What is expected: Please transcribe the data that follows exactly as given, leaving out every picture.

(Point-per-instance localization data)
"""

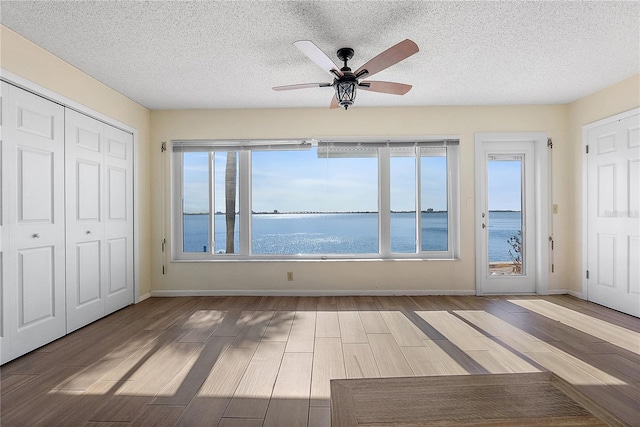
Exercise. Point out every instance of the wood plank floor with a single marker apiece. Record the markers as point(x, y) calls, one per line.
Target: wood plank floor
point(267, 361)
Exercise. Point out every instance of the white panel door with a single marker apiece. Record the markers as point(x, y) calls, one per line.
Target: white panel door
point(613, 214)
point(33, 293)
point(85, 219)
point(99, 188)
point(118, 166)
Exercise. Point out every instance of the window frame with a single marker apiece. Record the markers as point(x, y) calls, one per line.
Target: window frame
point(244, 147)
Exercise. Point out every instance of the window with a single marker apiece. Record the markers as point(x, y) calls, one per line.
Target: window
point(315, 199)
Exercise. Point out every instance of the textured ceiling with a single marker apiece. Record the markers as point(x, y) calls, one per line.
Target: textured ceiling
point(212, 54)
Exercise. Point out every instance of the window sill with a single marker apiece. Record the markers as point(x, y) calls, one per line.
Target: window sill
point(305, 259)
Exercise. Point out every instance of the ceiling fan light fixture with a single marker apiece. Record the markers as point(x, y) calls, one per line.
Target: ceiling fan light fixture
point(346, 93)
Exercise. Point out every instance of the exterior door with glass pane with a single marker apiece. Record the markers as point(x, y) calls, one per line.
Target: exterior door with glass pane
point(507, 253)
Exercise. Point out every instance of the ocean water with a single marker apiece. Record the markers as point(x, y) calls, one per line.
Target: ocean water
point(344, 233)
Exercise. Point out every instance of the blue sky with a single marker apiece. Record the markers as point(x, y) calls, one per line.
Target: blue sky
point(294, 181)
point(504, 185)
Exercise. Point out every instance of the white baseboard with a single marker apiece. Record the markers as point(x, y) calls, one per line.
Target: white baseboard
point(565, 292)
point(145, 296)
point(316, 293)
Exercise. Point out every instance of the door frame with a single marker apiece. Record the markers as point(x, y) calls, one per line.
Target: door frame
point(43, 92)
point(541, 198)
point(585, 190)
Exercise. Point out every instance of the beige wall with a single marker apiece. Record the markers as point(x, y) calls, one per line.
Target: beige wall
point(561, 122)
point(620, 97)
point(27, 60)
point(354, 276)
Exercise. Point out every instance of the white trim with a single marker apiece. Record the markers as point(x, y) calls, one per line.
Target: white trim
point(52, 96)
point(145, 296)
point(311, 293)
point(585, 181)
point(541, 186)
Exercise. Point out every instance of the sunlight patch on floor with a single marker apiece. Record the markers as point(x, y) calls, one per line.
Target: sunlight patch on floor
point(616, 335)
point(566, 366)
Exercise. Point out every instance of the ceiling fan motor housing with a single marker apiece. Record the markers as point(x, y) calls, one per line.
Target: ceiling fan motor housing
point(346, 84)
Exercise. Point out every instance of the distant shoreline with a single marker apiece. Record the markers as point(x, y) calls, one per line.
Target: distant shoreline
point(328, 213)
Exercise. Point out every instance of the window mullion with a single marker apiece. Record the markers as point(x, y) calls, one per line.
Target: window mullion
point(384, 202)
point(418, 201)
point(244, 196)
point(212, 198)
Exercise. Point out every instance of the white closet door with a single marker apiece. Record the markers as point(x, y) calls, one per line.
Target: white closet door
point(33, 293)
point(99, 219)
point(85, 219)
point(118, 166)
point(613, 216)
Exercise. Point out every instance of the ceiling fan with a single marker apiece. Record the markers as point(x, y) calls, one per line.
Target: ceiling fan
point(346, 82)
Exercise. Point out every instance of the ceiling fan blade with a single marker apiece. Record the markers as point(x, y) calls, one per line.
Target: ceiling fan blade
point(389, 57)
point(385, 87)
point(314, 53)
point(301, 86)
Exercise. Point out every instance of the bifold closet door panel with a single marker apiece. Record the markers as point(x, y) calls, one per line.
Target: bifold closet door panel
point(33, 257)
point(118, 165)
point(86, 257)
point(99, 186)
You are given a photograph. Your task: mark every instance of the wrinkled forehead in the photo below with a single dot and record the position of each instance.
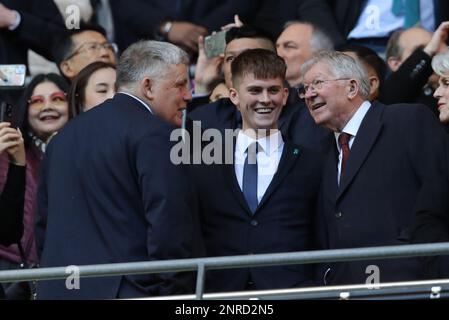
(88, 36)
(319, 70)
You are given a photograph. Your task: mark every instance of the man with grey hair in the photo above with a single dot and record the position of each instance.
(109, 192)
(297, 43)
(378, 171)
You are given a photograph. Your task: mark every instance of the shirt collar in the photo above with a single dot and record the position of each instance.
(353, 126)
(268, 144)
(140, 100)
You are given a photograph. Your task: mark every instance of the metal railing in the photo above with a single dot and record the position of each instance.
(201, 265)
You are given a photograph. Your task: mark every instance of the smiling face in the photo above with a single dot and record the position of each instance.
(442, 94)
(100, 87)
(169, 96)
(331, 106)
(85, 55)
(47, 110)
(260, 101)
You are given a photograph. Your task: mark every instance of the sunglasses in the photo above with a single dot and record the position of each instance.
(56, 99)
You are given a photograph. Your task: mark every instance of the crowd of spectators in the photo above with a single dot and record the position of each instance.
(317, 71)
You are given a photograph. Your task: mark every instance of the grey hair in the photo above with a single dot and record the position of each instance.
(440, 64)
(319, 40)
(341, 66)
(148, 58)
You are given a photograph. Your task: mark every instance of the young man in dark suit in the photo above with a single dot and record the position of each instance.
(109, 191)
(263, 199)
(379, 170)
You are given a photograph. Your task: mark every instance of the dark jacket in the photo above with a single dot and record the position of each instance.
(396, 155)
(110, 193)
(283, 221)
(11, 253)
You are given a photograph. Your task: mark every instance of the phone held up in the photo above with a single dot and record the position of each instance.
(12, 76)
(215, 44)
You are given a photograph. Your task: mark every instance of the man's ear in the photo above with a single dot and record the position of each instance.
(393, 63)
(146, 88)
(375, 84)
(66, 69)
(353, 88)
(234, 96)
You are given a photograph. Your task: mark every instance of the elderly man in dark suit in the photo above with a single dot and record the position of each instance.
(262, 200)
(379, 170)
(109, 191)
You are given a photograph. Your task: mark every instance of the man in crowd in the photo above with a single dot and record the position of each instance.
(294, 122)
(264, 200)
(380, 169)
(109, 191)
(409, 56)
(296, 44)
(81, 47)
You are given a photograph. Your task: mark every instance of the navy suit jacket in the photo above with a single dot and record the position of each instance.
(283, 221)
(295, 122)
(397, 153)
(109, 193)
(41, 23)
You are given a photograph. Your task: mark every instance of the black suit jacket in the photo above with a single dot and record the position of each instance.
(283, 221)
(338, 18)
(41, 24)
(109, 193)
(295, 122)
(408, 83)
(397, 153)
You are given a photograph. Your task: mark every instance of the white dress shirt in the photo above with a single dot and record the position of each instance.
(268, 157)
(352, 127)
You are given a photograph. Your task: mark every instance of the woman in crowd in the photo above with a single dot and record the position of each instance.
(440, 65)
(43, 111)
(93, 85)
(13, 193)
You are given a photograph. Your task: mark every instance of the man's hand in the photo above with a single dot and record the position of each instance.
(186, 35)
(206, 69)
(438, 42)
(7, 17)
(236, 24)
(11, 141)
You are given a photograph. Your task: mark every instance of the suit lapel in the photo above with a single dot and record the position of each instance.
(366, 137)
(330, 172)
(289, 157)
(228, 171)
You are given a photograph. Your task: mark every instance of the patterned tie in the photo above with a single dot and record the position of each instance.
(343, 141)
(410, 9)
(250, 177)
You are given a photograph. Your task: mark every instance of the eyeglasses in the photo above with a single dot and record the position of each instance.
(56, 99)
(92, 47)
(316, 84)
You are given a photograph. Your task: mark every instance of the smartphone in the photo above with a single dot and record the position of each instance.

"""

Response to the exercise:
Exercise. Point out every instance of the wood plank floor with a single marker apiece. Record the markers as point(x, y) calls, one per line.
Target: wood plank floor
point(267, 361)
Exercise. Point out every instance of the white panel door with a single marker apiece. Record the markers as point(x, y) calls, one per line.
Target: white panel door
point(613, 214)
point(33, 293)
point(85, 219)
point(99, 188)
point(118, 166)
Exercise. Point out every instance of the window frame with a single marker apiece. Record the markers as point(x, y) calls, one per line.
Target: window frame
point(244, 147)
Exercise. Point out every instance of the window with a single marker apiece. Record the markers as point(x, y) calls, one per line.
Target: window
point(315, 199)
Exercise. Point out every instance of the textured ceiling with a single marker apiece. Record the markers as point(x, y) calls, one per line.
Target: textured ceiling
point(212, 54)
Exercise. Point out every instance of the window sill with a single marker apiece. Record the markers as point(x, y) calls, one per line.
Target: window sill
point(305, 259)
Exercise. Point out every instance of the ceiling fan light fixture with a single marker apiece. Record the markers as point(x, y) calls, one per line.
Target: ceiling fan light fixture
point(346, 93)
Exercise. Point out every instance of the exterior door with glass pane with a single marker apiece. Record the markers as point(x, y) calls, one per line.
Target: exterior door with glass pane
point(507, 253)
Exercise. Point out every instance of the ocean water with a single marker apiece. Record the markers as point(x, y) calls, one per line.
Target: ocean water
point(344, 233)
Exercise. Point out every instance of the blue sky with a single marker apiece. Record the markers as point(x, y) calls, one per line.
Target: blue sky
point(294, 181)
point(504, 185)
Exercise. Point out every instance of the white baseboard with a single marker apiece. Record the markers as point(x, y) calls, one per line.
Target: white baseboard
point(565, 292)
point(145, 296)
point(316, 293)
Exercise. Point out every instance of the door frame with a single marker apiece. Record the markers as point(x, y) calls, one per line.
Target: door frame
point(43, 92)
point(541, 198)
point(585, 190)
Exercise. Point out every instance of the beige wall with a single marker apiece. Record the markers as point(x, y) calls, one per line.
Target: beige wall
point(561, 122)
point(620, 97)
point(27, 60)
point(354, 276)
Exercise. Point out every instance of the white trim with a single marker apiece. Record the markers as point(x, y) calls, one per line.
Target: white trim
point(52, 96)
point(145, 296)
point(311, 293)
point(585, 181)
point(541, 186)
Exercise. Point out every instance of the sunlight patch on floor with a single marker apiece. Record the markers as point(x, y) calls, one per line.
Target: sunlight patch on floor
point(616, 335)
point(566, 366)
Exercise. Point out every instance of the ceiling fan motor housing with a single marker apiece. Record the markers as point(x, y) calls, one per line.
Target: ceiling fan motor housing
point(346, 84)
Exercise. Point out every instance of the distant shoreline with a single marker apiece. Record the markers as point(x, y) calls, one per line.
Target: distant shoreline
point(328, 213)
Exercise. Point out every instance of the window mullion with a single marker apiece. Record the markers as point(x, y) calls, one per line.
Target: window mullion
point(384, 202)
point(418, 201)
point(244, 196)
point(212, 198)
Exercise. Point out every instance of the white closet door with a single marker apiece. Record the markers as point(x, y) calls, one per line.
Target: white closet door
point(33, 293)
point(99, 219)
point(85, 219)
point(118, 166)
point(613, 216)
Exercise. Point out every instance of the ceiling fan with a single marker apiece. Record the markers as point(x, y) calls, one per line.
Target: ceiling fan
point(346, 82)
Exercise. Point out every instance of the ceiling fan blade with a single marker apiece. Record the markers as point(x, y) calls, one per line.
Target: ceiling fan blade
point(389, 57)
point(385, 87)
point(314, 53)
point(301, 86)
Exercise. Point out every instance of the bifold closet door panel with a single marker apiece. Record the markers as point(x, y) calls, one per line.
Target: bifold closet door panel
point(33, 257)
point(118, 165)
point(86, 257)
point(99, 186)
You are given a photograph. Your task: mark every instance of the wrinkled forehead in the photo below with a single dot and record the position of each instance.
(88, 36)
(319, 70)
You are given a photograph. Your task: mark every instance of the man with grey hair in the photo above with a single dot and record the position of each instance.
(109, 192)
(297, 43)
(378, 171)
You are given a photograph. Your task: mark every instance of the shirt collar in the photo above with a single dot and record the position of each instance.
(353, 126)
(268, 144)
(140, 100)
You are given a photograph. Your task: mark every instance of the metal railing in the photo above with a single dot and record the position of each instance.
(201, 265)
You are given a photograph. Your task: mark every instance of the smiling face in the photo above with a single dot and record the position of each instance.
(442, 94)
(100, 87)
(169, 96)
(331, 106)
(85, 55)
(47, 110)
(260, 101)
You are given a photograph. Your task: mark every instance of the sunglasses in the photo above with a single dot and record the position of each instance.
(56, 99)
You are given a photograph. Your task: mark every instance of the crowd of spectators in the photo above with a single dot and record the position of each instance.
(317, 71)
You are given a photograph. Your task: mark every instance of the grey hair in the photo above with a single dot and record the position of each instance.
(440, 64)
(319, 40)
(341, 66)
(148, 58)
You are given a photograph. Your task: mark every instance of the young man in dark suit in the photo above with a single dot and record the position of each instance.
(109, 191)
(263, 199)
(379, 170)
You are given a photograph. Your task: mark every instance of the dark jacket in the photo above with a single dot and record the position of each instance.
(396, 155)
(110, 193)
(283, 221)
(11, 253)
You are given a photograph. Your task: mark every instance of the phone held up in the photo above with a single dot and record the position of each instance.
(12, 76)
(215, 44)
You are given a photograph. Your task: mark every instance of the man's ear in the photo above with a single dot and record the position of each instance.
(393, 63)
(146, 88)
(375, 84)
(66, 69)
(353, 88)
(234, 96)
You are given a photograph. Your task: mark every instance of the elderly man in dark suit in the photo above with a single dot and record the position of each instance.
(262, 200)
(379, 170)
(109, 191)
You are given a photograph. Your task: mark every instance of the man in crowd in the photo above with a single dot and record the position of each instance.
(294, 122)
(264, 200)
(380, 169)
(109, 191)
(409, 56)
(296, 44)
(81, 47)
You are given a photograph. Your task: mark every instance of the navy suit jacket in the photo above with a single dot and record the position of each instance.
(283, 221)
(295, 122)
(397, 153)
(109, 193)
(41, 23)
You are given a photograph. Your task: mark every instance of the black suit jacket in the photo above with a single dot and record the position of each instance.
(283, 221)
(338, 18)
(41, 24)
(109, 193)
(295, 122)
(408, 83)
(397, 153)
You are given a photograph. Your task: mark every instance of the white dress shirt in the photo above with a single dot and record the position of each instance.
(268, 157)
(352, 127)
You are given a photograph. Your task: mark every instance of the woman in crowd in the photo above with a single dot and record the position of each instance.
(440, 65)
(43, 111)
(93, 85)
(13, 193)
You are given a photograph. Your task: mark every instance of the man's hand in the photo above with a single dot and record the position of each instance.
(186, 35)
(206, 69)
(438, 42)
(7, 17)
(236, 24)
(11, 141)
You are given a photograph. Your task: mark every instance of the suit lapel in the photo above with a single dot and record the position of each instance.
(366, 137)
(330, 172)
(289, 157)
(228, 171)
You are given a photograph. Your task: mark every instance of the patterned tie in the photo above with a single dot and record the position of each instance.
(343, 141)
(410, 9)
(250, 177)
You are given a photograph. Your task: mark every instance of the eyeglasses in the photo above with a single dot and record the position of each instance.
(56, 99)
(92, 47)
(316, 84)
You are given a photograph. Your task: mark every instance of the smartphone in the photo above with a single dot and record the position of each instance.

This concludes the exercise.